**QUOTED PASSAGE:**
- - -

# Looking for : DIY concentrates



## MikeVape (31/3/16)

Hi,

I want to make a close clone of Billow for myself, I need Salted caramel, coconut cream cake .
Where can i get these ingredients for this.


----------



## shaunnadan (31/3/16)

Moved to the who has stock section and edited the title so that vendors can also respond


----------



## MikeVape (31/3/16)

shaunnadan said:


> Moved to the who has stock section and edited the title so that vendors can also respond


Thank you shaun


----------



## rvdwesth (31/3/16)

@MikeVape I will speak to our supplier and see if they'll be willing to develop something to that effect.
do you perhaps have a know which company's flavour they recommend> Innerwa, FW etc.


----------



## MikeVape (31/3/16)

rvdwesth said:


> @MikeVape I will speak to our supplier and see if they'll be willing to develop something to that effect.
> do you perhaps have a know which company's flavour they recommend> Innerwa, FW etc.



Hi There,
there is no reccomended , i am tring to make it myself, i cannot find an actual clone recipe.
Unless someone has it.

Billow : Reminiscent of a Coconut Creme cake drizzled with sweet, salted caramel, Billow provides the smooth, rich flavor that Suicide Bunny has always been known for.


----------



## rvdwesth (31/3/16)

MikeVape said:


> Hi There,
> there is no reccomended , i am tring to make it myself, i cannot find an actual clone recipe.
> Unless someone has it.
> 
> Billow : Reminiscent of a Coconut Creme cake drizzled with sweet, salted caramel, Billow provides the smooth, rich flavor that Suicide Bunny has always been known for.


i hear you... Let me speak to a few people I'll get back to you and see if there might be a clone recipe out there somewhere.


----------



## drew (31/3/16)

@MikeVape, I can source Caramel (Salted) and Coconut Cream Pie or Creamy Coconut from Flavor West. Maybe you could add some Yellow Cake for the cake note. There will be a 30 day or so wait though.


----------



## drew (14/4/16)

@MikeVape just a heads up, those FW flavours are now in stock  

FW Coconut Cream Pie
FW Creamy Coconut
FW Salted Caramel


----------



## Christos (14/4/16)

I would recommend some vanilla bean ice cream with that yellow cake @drew. 
Works well together. Maybe some berry crunch for that crusty taste.

Reactions: Agree 1


----------



## MikeVape (17/4/16)

drew said:


> @MikeVape just a heads up, those FW flavours are now in stock
> 
> FW Coconut Cream Pie
> FW Creamy Coconut
> FW Salted Caramel


Great will order in the morning... 

Thank you for the feedback


----------



## MikeVape (17/4/16)

Can someone maybe help with a recipe... 
It's very close to orions sunset with salted caramel.


----------

- - -

**DATASET SECTION:**
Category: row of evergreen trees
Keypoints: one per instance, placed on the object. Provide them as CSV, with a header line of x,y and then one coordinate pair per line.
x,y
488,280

- - -

**SET EXERCISE A:**
Answer these questions about the forum thread on DIY concentrates, one line each:
(i) Which flavor did drew suggest adding for the cake note?
(ii) How long a wait did drew say there would be for the flavors?
(iii) What did Christos suggest adding for a crusty taste?
**SET EXERCISE B:** Repeat the portion of the forum thread that begins with the words containing "## drew (14/4/16)" and ends with "## Christos (14/4/16)".

**EXERCISE OUTPUT A:**
(i) Yellow Cake
(ii) About 30 days
(iii) Berry crunch

**EXERCISE OUTPUT B:**
## drew (14/4/16)

@MikeVape just a heads up, those FW flavours are now in stock  

FW Coconut Cream Pie
FW Creamy Coconut
FW Salted Caramel


----------



## Christos (14/4/16)